[TUGAS TERTULIS A] Menurut teks tentang kehilangan suami, peristiwa apa yang konon paling memukul perasaan seorang wanita?
[TUGAS TERTULIS B] Tulis ulang secara lebih ringkas paragraf dalam teks tentang kehilangan suami yang dimulai dengan "Ada anggapan, seorang laki-laki", dengan tetap mempertahankan fakta utamanya.

[KUTIPAN TEKS]
........
Betul! Judul itu ditujukan khusus untuk kaum ibu. Kaum yang secara kejiwaan, umumnya amat rentan bila harus kehilangan suami. Entah ditinggal mati suami atau karena kasus perceraian. Konon peristiwa yang paling memukul perasaan seorang wanita adalah, ketika ia harus kehilangan orang yang dicintainya.
Kasus seorang lelaki yang mengalami shock berat lantaran kehilangan istri, barangkali terbilang langka. Jika betul ada seorang suami ditinggal minggat istri misalnya, mungkin ia hanya akan mengatakan, “Biarin aja. Emang gue pikirin!”
Ada anggapan, seorang laki-laki ditinggal mati istri, hampir tak begitu menimbulkan persoalan besar. Jarang peristiwa itu sampai mengakibatkan guncangan bathin yang hebat pada laki-laki. Kecuali barangkali bagi mereka yang memiliki kenangan amat dalam dengan isteri mereka. Boleh jadi lantaran itulah muncul anekdot yang cukup akrab di kalangan kaum perempuan: “Ah, laki-laki sama! Sebelum kuburan isterinya kering, pasti ia sudah kawin lagi.”
Tentu tidak selamanya asumsi itu benar. Anekdot tersebut hanya sebuah penggambaran, betapa beratnya bagi seorang wanita jika harus kehilangan suami. Tapi bahwa peristiwa seorang wanita bakal ditinggal mati suami, atau sebaliknya, hal itu adalah sebuah keniscayaan. Sesuatu yang aksiomatik.
........
[DAFTAR DATA]
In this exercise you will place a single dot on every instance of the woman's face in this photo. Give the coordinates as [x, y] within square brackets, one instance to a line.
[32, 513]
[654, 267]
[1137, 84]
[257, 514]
........
[JAWABAN A] Ketika ia harus kehilangan orang yang dicintainya.

[JAWABAN B] Ada anggapan bahwa laki-laki yang ditinggal mati istri jarang mengalami guncangan batin yang hebat, kecuali mereka yang punya kenangan amat dalam dengan istrinya. Mungkin karena itu muncul anekdot yang akrab di kalangan perempuan: sebelum kuburan istrinya kering, laki-laki pasti sudah kawin lagi.